- _REQUIRED ACTION_: For each entry below, please return its exact wording and leave out any picture.
--- RECORDS ---
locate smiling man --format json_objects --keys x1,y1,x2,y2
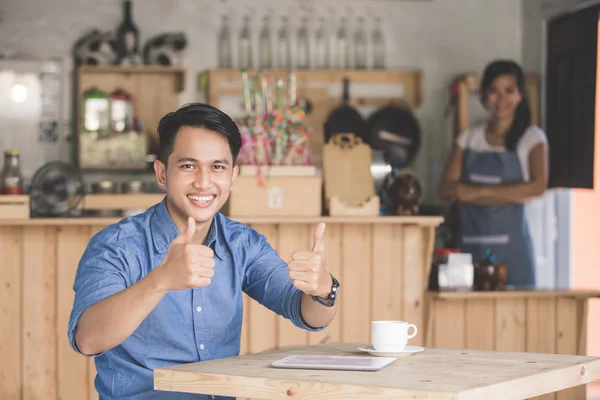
[{"x1": 68, "y1": 103, "x2": 339, "y2": 400}]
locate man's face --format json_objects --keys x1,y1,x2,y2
[{"x1": 154, "y1": 126, "x2": 238, "y2": 229}]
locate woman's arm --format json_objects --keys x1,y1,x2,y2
[
  {"x1": 457, "y1": 142, "x2": 548, "y2": 205},
  {"x1": 438, "y1": 144, "x2": 464, "y2": 201}
]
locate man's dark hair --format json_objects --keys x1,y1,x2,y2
[{"x1": 156, "y1": 103, "x2": 242, "y2": 164}]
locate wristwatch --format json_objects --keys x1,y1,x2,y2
[{"x1": 311, "y1": 274, "x2": 340, "y2": 307}]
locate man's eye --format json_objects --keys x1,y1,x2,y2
[
  {"x1": 213, "y1": 165, "x2": 225, "y2": 170},
  {"x1": 181, "y1": 164, "x2": 194, "y2": 170}
]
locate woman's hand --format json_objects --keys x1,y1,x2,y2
[{"x1": 456, "y1": 184, "x2": 483, "y2": 202}]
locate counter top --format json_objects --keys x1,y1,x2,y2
[
  {"x1": 0, "y1": 215, "x2": 444, "y2": 226},
  {"x1": 429, "y1": 288, "x2": 600, "y2": 300}
]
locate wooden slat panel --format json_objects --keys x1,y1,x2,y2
[
  {"x1": 339, "y1": 224, "x2": 371, "y2": 345},
  {"x1": 556, "y1": 298, "x2": 583, "y2": 400},
  {"x1": 276, "y1": 224, "x2": 310, "y2": 349},
  {"x1": 57, "y1": 226, "x2": 91, "y2": 400},
  {"x1": 247, "y1": 224, "x2": 278, "y2": 354},
  {"x1": 527, "y1": 298, "x2": 558, "y2": 400},
  {"x1": 402, "y1": 225, "x2": 425, "y2": 346},
  {"x1": 308, "y1": 223, "x2": 341, "y2": 345},
  {"x1": 87, "y1": 226, "x2": 105, "y2": 400},
  {"x1": 22, "y1": 226, "x2": 58, "y2": 400},
  {"x1": 465, "y1": 299, "x2": 496, "y2": 350},
  {"x1": 371, "y1": 225, "x2": 403, "y2": 322},
  {"x1": 239, "y1": 294, "x2": 250, "y2": 355},
  {"x1": 433, "y1": 300, "x2": 465, "y2": 349},
  {"x1": 495, "y1": 298, "x2": 526, "y2": 352},
  {"x1": 0, "y1": 227, "x2": 23, "y2": 400}
]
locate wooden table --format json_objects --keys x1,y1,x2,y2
[{"x1": 154, "y1": 342, "x2": 600, "y2": 400}]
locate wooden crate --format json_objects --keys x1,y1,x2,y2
[
  {"x1": 227, "y1": 166, "x2": 322, "y2": 217},
  {"x1": 0, "y1": 195, "x2": 29, "y2": 219}
]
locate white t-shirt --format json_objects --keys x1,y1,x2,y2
[{"x1": 456, "y1": 125, "x2": 548, "y2": 182}]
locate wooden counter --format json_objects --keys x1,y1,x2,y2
[
  {"x1": 0, "y1": 215, "x2": 442, "y2": 400},
  {"x1": 425, "y1": 289, "x2": 600, "y2": 400}
]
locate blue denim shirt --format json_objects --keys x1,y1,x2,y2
[{"x1": 68, "y1": 198, "x2": 321, "y2": 399}]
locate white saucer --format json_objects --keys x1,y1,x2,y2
[{"x1": 358, "y1": 345, "x2": 424, "y2": 357}]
---
- _YOUR SOLUTION_:
locate smiling man --format json_objects --keys x1,y1,x2,y2
[{"x1": 68, "y1": 103, "x2": 339, "y2": 400}]
locate man's face --format json_objects --keys x1,y1,x2,y2
[{"x1": 154, "y1": 126, "x2": 238, "y2": 229}]
locate woman's arm --format json_objects --keys x1,y1,x2,y2
[
  {"x1": 457, "y1": 142, "x2": 548, "y2": 205},
  {"x1": 438, "y1": 144, "x2": 464, "y2": 201}
]
locate man's dark hair --format json_objects --keys x1,y1,x2,y2
[{"x1": 156, "y1": 103, "x2": 242, "y2": 164}]
locate wristwatch --format json_objects --keys x1,y1,x2,y2
[{"x1": 311, "y1": 274, "x2": 340, "y2": 307}]
locate man's eye --format json_objects --keys x1,y1,x2,y2
[
  {"x1": 213, "y1": 165, "x2": 225, "y2": 170},
  {"x1": 181, "y1": 164, "x2": 194, "y2": 170}
]
locate woman's hand --format json_objects --keys x1,y1,x2,y2
[{"x1": 456, "y1": 184, "x2": 483, "y2": 202}]
locate counter top --format json_objects --keys x1,y1,x2,y2
[
  {"x1": 0, "y1": 215, "x2": 444, "y2": 226},
  {"x1": 429, "y1": 288, "x2": 600, "y2": 300}
]
locate wooden slat panel --format json_objects --keys x1,y1,x2,y2
[
  {"x1": 339, "y1": 224, "x2": 371, "y2": 345},
  {"x1": 556, "y1": 298, "x2": 583, "y2": 400},
  {"x1": 276, "y1": 224, "x2": 310, "y2": 349},
  {"x1": 57, "y1": 226, "x2": 91, "y2": 400},
  {"x1": 247, "y1": 224, "x2": 278, "y2": 354},
  {"x1": 527, "y1": 298, "x2": 558, "y2": 400},
  {"x1": 402, "y1": 225, "x2": 425, "y2": 346},
  {"x1": 308, "y1": 223, "x2": 341, "y2": 345},
  {"x1": 87, "y1": 226, "x2": 105, "y2": 400},
  {"x1": 22, "y1": 226, "x2": 58, "y2": 400},
  {"x1": 465, "y1": 299, "x2": 496, "y2": 350},
  {"x1": 371, "y1": 225, "x2": 403, "y2": 322},
  {"x1": 239, "y1": 294, "x2": 250, "y2": 355},
  {"x1": 433, "y1": 300, "x2": 465, "y2": 349},
  {"x1": 495, "y1": 298, "x2": 526, "y2": 352},
  {"x1": 0, "y1": 227, "x2": 23, "y2": 400}
]
locate wooden table --format json_objects --keys x1,y1,x2,y2
[{"x1": 154, "y1": 342, "x2": 600, "y2": 400}]
locate wooden crate --format json_objects --keys x1,y1,x2,y2
[
  {"x1": 227, "y1": 166, "x2": 322, "y2": 217},
  {"x1": 0, "y1": 195, "x2": 29, "y2": 219}
]
locate white t-shirt --format json_objects --keys x1,y1,x2,y2
[{"x1": 456, "y1": 125, "x2": 548, "y2": 182}]
locate wooden counter --format json_objects --keys x1,y1,x2,y2
[
  {"x1": 0, "y1": 215, "x2": 442, "y2": 400},
  {"x1": 425, "y1": 289, "x2": 600, "y2": 400}
]
locate blue denim shirt --format json_objects --keys x1,y1,x2,y2
[{"x1": 68, "y1": 198, "x2": 321, "y2": 399}]
locate white saucer --format json_objects --keys x1,y1,x2,y2
[{"x1": 358, "y1": 345, "x2": 424, "y2": 357}]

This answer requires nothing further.